#### [Passage to read]

>>>

As james_n says it might improve it as contacts may get a bit of a freshen up by being disconnected/reconnected.
I’m not keen on a Smart meter but two things might sway me:
1 - Like yours my meter is ancient - no one has ever calibrated it for accuracy - it might not be that accurate which could be good or bad. Presumably some of the moving parts might wear.
2 - The proposal to incentivise people for not using energy during peak times by a rebate (possibly the cost of several units paid to you for not using one). Details were scanty last time I looked - do they look at historical hour by hour consumption vs current? What if there is no historical record and have a newly installed Smart meter? Only people with Smart meters get this ‘rebate’.
Octopus have I understand trialled this very specific thing recently. They have been allowing people to have free power in a certain time period if they use less than normal in that period
The charging of different rates at different hours of the day / night is I think going to become very big in the next few years - a way to push people away from peak demand periods
Last i heard was that the offer on the table from National grid for lower off peak tariffs was deemed insufficient by energy suppliers to make people change their usage.

<<<

#### [Problems to work on]
**1.** Reproduce the smart meter discussion between "As james_n says" and "get this ‘rebate’.", inclusive, switching "rebate" to "refund".
**2.** Pick up the smart meter discussion after its final sentence and carry it on.

#### [Provided information]

>>>

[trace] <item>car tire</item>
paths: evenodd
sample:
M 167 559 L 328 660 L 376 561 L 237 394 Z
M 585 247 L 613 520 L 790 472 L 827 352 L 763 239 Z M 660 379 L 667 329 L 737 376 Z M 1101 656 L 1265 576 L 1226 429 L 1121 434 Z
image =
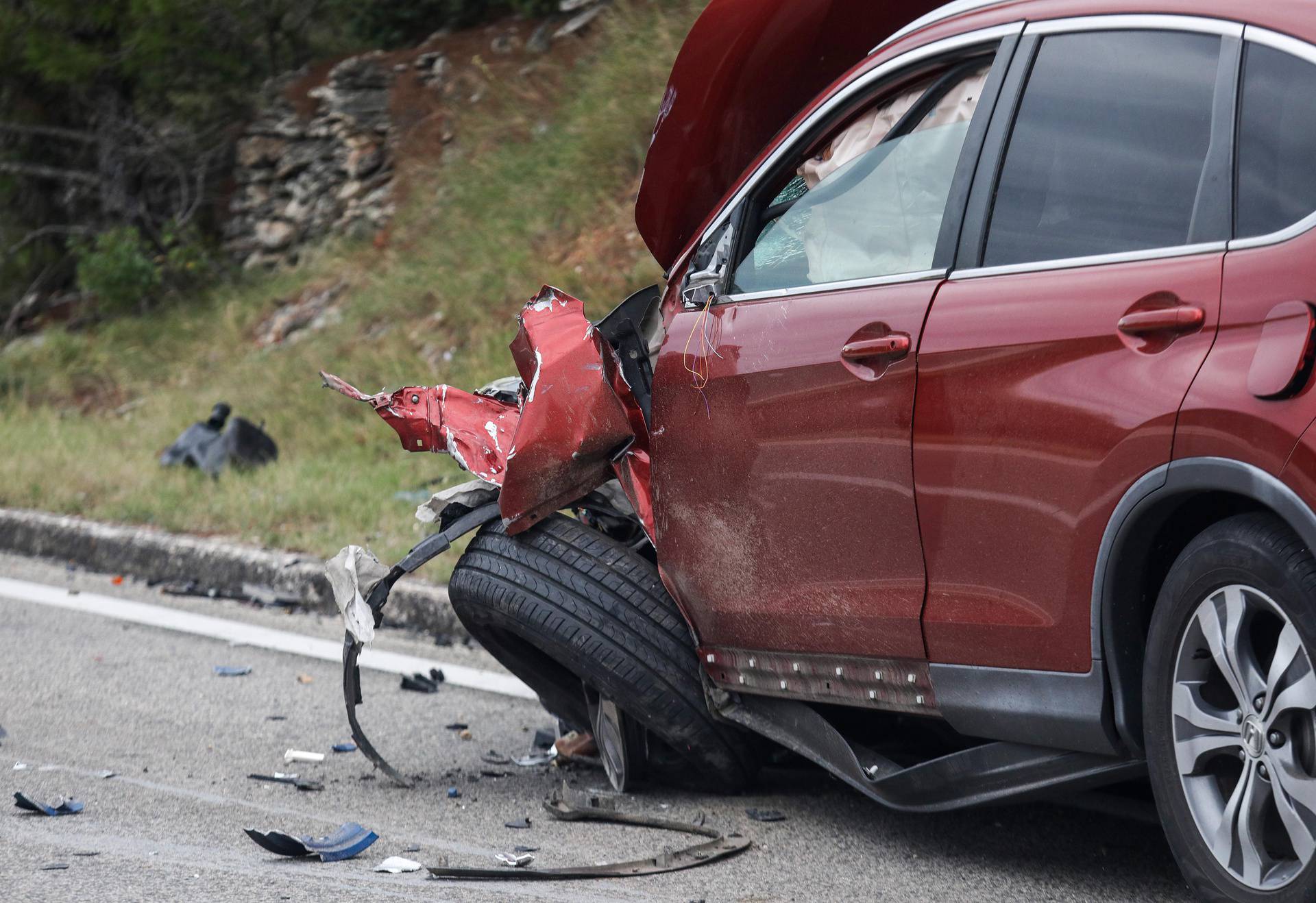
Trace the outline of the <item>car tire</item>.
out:
M 1269 513 L 1205 529 L 1157 599 L 1142 679 L 1148 767 L 1170 848 L 1203 900 L 1316 899 L 1313 599 L 1316 557 Z
M 704 700 L 694 638 L 657 569 L 580 521 L 554 515 L 508 536 L 487 524 L 449 582 L 471 636 L 553 715 L 590 729 L 584 687 L 647 729 L 650 777 L 734 792 L 757 770 L 753 738 Z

<<<

#### [Answers provided]
**1.**
As james_n says it might improve it as contacts may get a bit of a freshen up by being disconnected/reconnected.
I’m not keen on a Smart meter but two things might sway me:
1 - Like yours my meter is ancient - no one has ever calibrated it for accuracy - it might not be that accurate which could be good or bad. Presumably some of the moving parts might wear.
2 - The proposal to incentivise people for not using energy during peak times by a refund (possibly the cost of several units paid to you for not using one). Details were scanty last time I looked - do they look at historical hour by hour consumption vs current? What if there is no historical record and have a newly installed Smart meter? Only people with Smart meters get this ‘refund’.

**2.**
I have seen plenty of people (at the nerdy end of the scale!) get very excited on many occasions about cheaper overnight rates for charging their EVs. Every EV forum is full of them. Which doesn’t mean they aren’t a minority - I am pretty convinced it is coming, but there are many anti posts on here that indicate lots of people are resistant
I saw that, but didn’t undertsand their argument - surely if you were being paid more than a unit cost for not using one it would be very popular.
Yes, certain things will be impractical to offset eg cooking tea for schoolchildren, but for others it’s simply a case of runniung things earlier or later in the day.
The cynic in me says that even if it takes off and peaks are reduced significantly the next progression will be a return to more level pricing throughout the day/night, and you can bet that won’t be cheaper!
I got the impression that what was in the table in terms if a reduction was much worse than was trialled by Octopus……might be wrong, have to wait and see.
Yes, devil in the detail as always with these things.
Many thanks for all the replies @Gazza @Alley_Cat @SamClaus @james_n (I hope that was everyone!).
That’s gave me confidence, I think I’ll get it done, as someone mentioned the meter is ancient
That’s the other option and what I’ve been doing now for a couple of years. I’ll probably get one though.
It’s tricky, and I have firmly been of a similar opinion to the OP.
I can take a reading and it’s not exactly tricky to submit one or to calculate your charges since the last bill which had an accurate reading.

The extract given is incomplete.